[Pointing records]
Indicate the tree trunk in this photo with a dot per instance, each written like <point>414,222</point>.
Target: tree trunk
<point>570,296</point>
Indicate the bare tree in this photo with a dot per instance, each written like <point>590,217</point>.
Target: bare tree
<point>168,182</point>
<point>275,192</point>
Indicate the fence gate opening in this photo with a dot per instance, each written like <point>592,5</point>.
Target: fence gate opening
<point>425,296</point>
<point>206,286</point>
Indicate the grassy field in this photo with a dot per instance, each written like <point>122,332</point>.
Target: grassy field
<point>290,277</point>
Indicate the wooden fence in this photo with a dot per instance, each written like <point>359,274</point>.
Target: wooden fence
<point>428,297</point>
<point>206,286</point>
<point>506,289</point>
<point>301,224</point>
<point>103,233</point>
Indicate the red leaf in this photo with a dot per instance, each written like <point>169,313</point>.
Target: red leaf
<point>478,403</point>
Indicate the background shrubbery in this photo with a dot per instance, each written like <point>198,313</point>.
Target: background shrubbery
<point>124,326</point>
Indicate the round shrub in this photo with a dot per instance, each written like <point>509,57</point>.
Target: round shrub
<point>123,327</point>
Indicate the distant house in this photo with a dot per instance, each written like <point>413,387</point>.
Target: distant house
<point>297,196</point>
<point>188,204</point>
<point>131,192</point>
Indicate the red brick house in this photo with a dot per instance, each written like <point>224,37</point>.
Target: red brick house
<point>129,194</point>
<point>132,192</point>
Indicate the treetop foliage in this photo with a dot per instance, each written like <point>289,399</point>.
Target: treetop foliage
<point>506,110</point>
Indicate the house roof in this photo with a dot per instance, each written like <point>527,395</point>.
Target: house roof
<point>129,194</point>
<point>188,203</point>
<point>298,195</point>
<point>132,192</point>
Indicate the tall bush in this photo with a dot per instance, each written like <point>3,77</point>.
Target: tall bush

--

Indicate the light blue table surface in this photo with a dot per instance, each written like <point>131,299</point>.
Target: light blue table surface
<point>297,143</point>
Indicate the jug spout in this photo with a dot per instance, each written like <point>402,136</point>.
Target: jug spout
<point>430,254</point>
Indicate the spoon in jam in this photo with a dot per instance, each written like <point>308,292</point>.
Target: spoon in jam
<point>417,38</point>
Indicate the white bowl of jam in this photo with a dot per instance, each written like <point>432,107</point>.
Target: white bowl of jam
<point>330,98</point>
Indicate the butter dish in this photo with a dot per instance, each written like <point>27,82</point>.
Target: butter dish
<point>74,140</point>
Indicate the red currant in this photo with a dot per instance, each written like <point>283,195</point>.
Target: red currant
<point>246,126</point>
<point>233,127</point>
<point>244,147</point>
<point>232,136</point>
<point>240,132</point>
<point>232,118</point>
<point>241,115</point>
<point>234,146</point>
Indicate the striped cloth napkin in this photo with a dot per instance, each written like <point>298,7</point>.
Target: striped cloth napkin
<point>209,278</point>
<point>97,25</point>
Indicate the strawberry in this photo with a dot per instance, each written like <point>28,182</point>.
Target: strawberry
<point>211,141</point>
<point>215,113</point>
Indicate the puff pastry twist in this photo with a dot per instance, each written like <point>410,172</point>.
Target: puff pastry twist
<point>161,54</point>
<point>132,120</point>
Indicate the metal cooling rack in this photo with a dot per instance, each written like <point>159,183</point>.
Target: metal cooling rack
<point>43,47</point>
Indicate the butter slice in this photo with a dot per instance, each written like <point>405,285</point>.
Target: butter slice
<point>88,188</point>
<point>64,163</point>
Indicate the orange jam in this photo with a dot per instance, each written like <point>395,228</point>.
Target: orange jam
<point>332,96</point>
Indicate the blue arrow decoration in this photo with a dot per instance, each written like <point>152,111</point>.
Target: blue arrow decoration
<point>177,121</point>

__GIVEN TASK__
How many lines of the items contain the string "leaf"? Treat uppercase and lowercase as different, and reply with the number alone.

__TASK RESULT__
2